**Task prompt:** Print every line of the listing exactly, please.
Data extract Start Marker
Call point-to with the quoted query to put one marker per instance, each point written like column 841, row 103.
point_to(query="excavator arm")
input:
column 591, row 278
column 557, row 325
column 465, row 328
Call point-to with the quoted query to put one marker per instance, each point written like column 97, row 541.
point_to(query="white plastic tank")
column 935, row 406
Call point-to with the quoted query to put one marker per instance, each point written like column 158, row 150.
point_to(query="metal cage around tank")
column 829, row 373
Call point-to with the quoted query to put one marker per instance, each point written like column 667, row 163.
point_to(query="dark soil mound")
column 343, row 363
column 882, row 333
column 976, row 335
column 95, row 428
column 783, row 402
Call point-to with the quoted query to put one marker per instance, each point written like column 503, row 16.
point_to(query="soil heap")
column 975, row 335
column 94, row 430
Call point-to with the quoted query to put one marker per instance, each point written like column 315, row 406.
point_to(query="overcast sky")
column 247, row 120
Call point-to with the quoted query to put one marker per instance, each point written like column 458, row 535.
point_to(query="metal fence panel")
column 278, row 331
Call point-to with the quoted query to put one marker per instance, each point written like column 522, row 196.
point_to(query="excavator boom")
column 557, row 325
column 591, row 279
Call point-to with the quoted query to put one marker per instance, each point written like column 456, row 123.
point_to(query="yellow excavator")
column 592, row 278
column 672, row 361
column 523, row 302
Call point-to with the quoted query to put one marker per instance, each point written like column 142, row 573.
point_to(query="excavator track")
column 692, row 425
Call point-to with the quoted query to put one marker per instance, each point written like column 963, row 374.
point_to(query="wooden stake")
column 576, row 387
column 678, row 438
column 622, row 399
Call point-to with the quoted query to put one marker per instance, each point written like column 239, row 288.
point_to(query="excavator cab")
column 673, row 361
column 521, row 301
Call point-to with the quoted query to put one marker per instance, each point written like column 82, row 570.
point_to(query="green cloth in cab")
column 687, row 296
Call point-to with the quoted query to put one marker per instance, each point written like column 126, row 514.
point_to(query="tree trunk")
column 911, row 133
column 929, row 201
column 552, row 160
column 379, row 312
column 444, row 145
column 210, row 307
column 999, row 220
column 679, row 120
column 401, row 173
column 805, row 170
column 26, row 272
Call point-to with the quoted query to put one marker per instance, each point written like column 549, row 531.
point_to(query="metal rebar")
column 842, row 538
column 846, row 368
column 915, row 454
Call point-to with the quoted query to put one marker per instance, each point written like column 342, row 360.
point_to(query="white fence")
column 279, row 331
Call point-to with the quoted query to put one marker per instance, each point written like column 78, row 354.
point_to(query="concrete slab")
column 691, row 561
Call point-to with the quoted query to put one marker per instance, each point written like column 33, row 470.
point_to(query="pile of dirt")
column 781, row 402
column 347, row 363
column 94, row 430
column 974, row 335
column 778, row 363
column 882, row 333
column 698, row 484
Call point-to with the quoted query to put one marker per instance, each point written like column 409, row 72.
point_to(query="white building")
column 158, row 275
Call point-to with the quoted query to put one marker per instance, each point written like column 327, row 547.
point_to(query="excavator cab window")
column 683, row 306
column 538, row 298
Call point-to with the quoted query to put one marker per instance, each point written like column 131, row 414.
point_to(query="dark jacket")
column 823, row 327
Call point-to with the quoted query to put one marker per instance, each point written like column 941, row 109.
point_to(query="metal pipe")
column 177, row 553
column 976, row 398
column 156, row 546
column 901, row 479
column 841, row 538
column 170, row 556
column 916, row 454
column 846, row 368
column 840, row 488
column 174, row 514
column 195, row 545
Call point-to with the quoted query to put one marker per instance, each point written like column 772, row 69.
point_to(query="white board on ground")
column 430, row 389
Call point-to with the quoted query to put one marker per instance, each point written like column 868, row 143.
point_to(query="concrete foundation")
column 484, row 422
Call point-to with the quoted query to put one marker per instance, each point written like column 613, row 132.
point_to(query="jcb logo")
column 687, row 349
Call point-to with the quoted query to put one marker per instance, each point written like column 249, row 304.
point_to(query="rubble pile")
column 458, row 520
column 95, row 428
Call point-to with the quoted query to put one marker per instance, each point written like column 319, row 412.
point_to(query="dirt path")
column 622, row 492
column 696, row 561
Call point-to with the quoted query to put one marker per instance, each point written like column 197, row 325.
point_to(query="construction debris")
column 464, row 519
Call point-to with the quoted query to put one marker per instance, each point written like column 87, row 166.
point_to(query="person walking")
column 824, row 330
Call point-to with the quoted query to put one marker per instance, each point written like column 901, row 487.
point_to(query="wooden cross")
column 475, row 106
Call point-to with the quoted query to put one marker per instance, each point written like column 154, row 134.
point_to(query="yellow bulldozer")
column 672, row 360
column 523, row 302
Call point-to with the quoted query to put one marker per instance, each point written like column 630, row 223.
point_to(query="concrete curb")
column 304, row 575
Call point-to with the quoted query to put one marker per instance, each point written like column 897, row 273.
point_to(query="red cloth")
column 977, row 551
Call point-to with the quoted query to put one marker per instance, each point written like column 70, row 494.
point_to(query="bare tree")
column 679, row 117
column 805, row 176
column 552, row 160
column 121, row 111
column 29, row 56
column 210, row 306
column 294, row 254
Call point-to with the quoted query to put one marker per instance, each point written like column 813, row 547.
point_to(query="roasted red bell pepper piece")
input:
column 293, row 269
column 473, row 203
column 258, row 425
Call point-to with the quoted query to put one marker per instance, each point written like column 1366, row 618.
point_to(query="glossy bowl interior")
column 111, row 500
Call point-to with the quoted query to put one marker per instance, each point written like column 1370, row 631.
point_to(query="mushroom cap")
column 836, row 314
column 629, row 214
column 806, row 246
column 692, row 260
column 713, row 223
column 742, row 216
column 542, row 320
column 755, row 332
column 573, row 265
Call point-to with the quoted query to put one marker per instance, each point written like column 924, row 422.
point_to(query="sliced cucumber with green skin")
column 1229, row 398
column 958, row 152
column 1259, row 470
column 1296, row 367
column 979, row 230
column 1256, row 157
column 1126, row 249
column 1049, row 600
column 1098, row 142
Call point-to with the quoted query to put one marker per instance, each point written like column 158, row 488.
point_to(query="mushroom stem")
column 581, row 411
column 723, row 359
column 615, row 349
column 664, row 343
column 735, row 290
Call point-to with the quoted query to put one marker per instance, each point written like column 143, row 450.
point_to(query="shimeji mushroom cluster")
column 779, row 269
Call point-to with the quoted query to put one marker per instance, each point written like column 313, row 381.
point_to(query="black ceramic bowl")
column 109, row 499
Data extract End Marker
**Reply to the exercise:**
Call point-to with the quoted query to put one marker per instance, each point written like column 841, row 103.
point_to(query="excavator arm")
input:
column 591, row 278
column 557, row 325
column 465, row 328
Call point-to with the quoted query to put one marker per instance, each point written like column 97, row 541.
point_to(query="white plastic tank")
column 935, row 406
Call point-to with the quoted query to put one marker per instance, each point written like column 158, row 150.
point_to(query="metal cage around tank")
column 829, row 373
Call point-to with the quoted query to put one marker per instance, each point written like column 667, row 163.
point_to(query="dark soil mound")
column 343, row 363
column 882, row 333
column 976, row 335
column 95, row 428
column 783, row 402
Call point-to with the quoted query to put one marker per instance, each point written like column 503, row 16.
point_to(query="soil heap")
column 975, row 335
column 94, row 430
Call point-to with the quoted query to put one marker per instance, each point written like column 315, row 406.
point_to(query="overcast sky")
column 247, row 120
Call point-to with the quoted query to put one marker per instance, each point written like column 458, row 535.
point_to(query="metal fence panel")
column 278, row 331
Call point-to with the quoted query to put one marker per instance, each point written like column 522, row 196.
point_to(query="excavator boom")
column 557, row 325
column 591, row 279
Call point-to with the quoted query to put one marker per instance, each point written like column 456, row 123.
point_to(query="yellow excavator")
column 592, row 278
column 672, row 361
column 523, row 302
Call point-to with the quoted query to put one marker per instance, each point written like column 142, row 573.
point_to(query="excavator track")
column 692, row 425
Call point-to with the quoted query to put one marker per instance, each point written like column 963, row 374.
point_to(query="wooden stake")
column 576, row 387
column 678, row 438
column 622, row 399
Call point-to with the quoted query to put one marker per instance, each point written like column 239, row 288.
point_to(query="excavator cab")
column 673, row 361
column 521, row 301
Call point-to with the quoted query to put one marker per instance, each point written like column 82, row 570.
point_to(query="green cloth in cab")
column 687, row 296
Call point-to with the quoted query to put one marker per instance, each point written like column 126, row 514.
point_to(query="tree trunk")
column 911, row 133
column 929, row 201
column 552, row 160
column 379, row 312
column 444, row 145
column 210, row 307
column 999, row 220
column 679, row 120
column 401, row 173
column 805, row 170
column 26, row 272
Call point-to with the quoted query to put one marker per instance, each point written like column 549, row 531.
point_to(query="metal rebar")
column 842, row 538
column 846, row 368
column 915, row 454
Call point-to with the quoted query to put one marker per instance, each point written like column 342, row 360.
point_to(query="white fence")
column 279, row 331
Call point-to with the quoted query to put one marker per instance, each point written like column 78, row 354.
point_to(query="concrete slab")
column 691, row 561
Call point-to with the quoted query to put one marker per instance, each point written like column 33, row 470.
point_to(query="pile of dirt")
column 781, row 402
column 347, row 363
column 94, row 430
column 974, row 335
column 778, row 363
column 882, row 333
column 698, row 484
Call point-to with the quoted query to put one marker per instance, each point written like column 409, row 72.
point_to(query="white building")
column 158, row 275
Call point-to with the quoted query to put one marker per instance, each point written like column 327, row 547.
point_to(query="excavator cab window")
column 683, row 306
column 538, row 298
Call point-to with the quoted query to put one marker per instance, each point written like column 131, row 414.
point_to(query="dark jacket")
column 823, row 327
Call point-to with the quoted query to put one marker per instance, each point written like column 941, row 109.
point_to(query="metal pipe")
column 177, row 553
column 976, row 398
column 156, row 546
column 901, row 479
column 841, row 538
column 170, row 556
column 916, row 454
column 846, row 368
column 840, row 488
column 174, row 514
column 195, row 545
Call point-to with the quoted query to put one marker per instance, each point written like column 772, row 69.
point_to(query="white board on ground")
column 430, row 389
Call point-to with the quoted query to put one marker per instance, each point written like column 868, row 143.
point_to(query="concrete foundation")
column 484, row 422
Call point-to with the quoted query to put one marker per instance, each point written like column 613, row 132.
point_to(query="jcb logo")
column 687, row 349
Call point-to with the quoted query to put one marker per instance, each point written like column 249, row 304.
point_to(query="rubble pile")
column 458, row 520
column 95, row 428
Call point-to with the quoted query to put one marker per instance, each point written like column 319, row 412.
point_to(query="dirt path")
column 622, row 492
column 696, row 561
Call point-to with the quoted query to put one marker per instance, each point written like column 197, row 325.
point_to(query="construction debris")
column 464, row 519
Call point-to with the quoted query to put one marker per instance, each point written like column 87, row 166.
point_to(query="person walking")
column 824, row 330
Call point-to with the quoted query to put one marker per instance, each point written like column 901, row 487.
point_to(query="wooden cross")
column 475, row 106
Call point-to with the quoted query to put one marker per instance, each point written like column 154, row 134.
point_to(query="yellow bulldozer")
column 672, row 360
column 523, row 302
Call point-to with the quoted query to put one marker per instance, each point written like column 630, row 223.
point_to(query="concrete curb")
column 304, row 575
Call point-to with the quoted query to put one marker per instance, each point written like column 897, row 273.
point_to(query="red cloth")
column 977, row 551
Call point-to with the quoted query to put one marker per instance, each point written like column 70, row 494.
point_to(query="bare tree")
column 679, row 117
column 805, row 176
column 552, row 160
column 121, row 111
column 29, row 56
column 210, row 306
column 294, row 254
Call point-to with the quoted query to put one marker per instance, each point written like column 813, row 547.
point_to(query="roasted red bell pepper piece")
input:
column 293, row 269
column 473, row 203
column 258, row 425
Call point-to with the quoted query to put one marker per instance, each point written like column 1366, row 618.
point_to(query="glossy bowl interior")
column 111, row 500
Call point-to with the quoted query to put one marker per instance, each point written like column 1370, row 631.
point_to(query="mushroom cap")
column 836, row 314
column 629, row 214
column 806, row 246
column 692, row 260
column 713, row 223
column 742, row 216
column 542, row 320
column 755, row 332
column 573, row 265
Call point-to with the quoted query to put one marker per instance, each point written like column 924, row 422.
point_to(query="sliced cucumber with green skin")
column 1229, row 398
column 958, row 152
column 1259, row 470
column 1296, row 367
column 979, row 230
column 1256, row 157
column 1126, row 249
column 1049, row 600
column 1098, row 142
Call point-to with the quoted query to put one marker per instance, each point written like column 158, row 488.
point_to(query="mushroom stem")
column 581, row 411
column 723, row 359
column 615, row 349
column 664, row 343
column 735, row 290
Call point-to with the quoted query to put one marker per instance, each point written like column 143, row 450.
point_to(query="shimeji mushroom cluster")
column 779, row 269
Call point-to with the quoted query to put one marker per instance, each point written like column 313, row 381.
point_to(query="black ceramic bowl")
column 109, row 499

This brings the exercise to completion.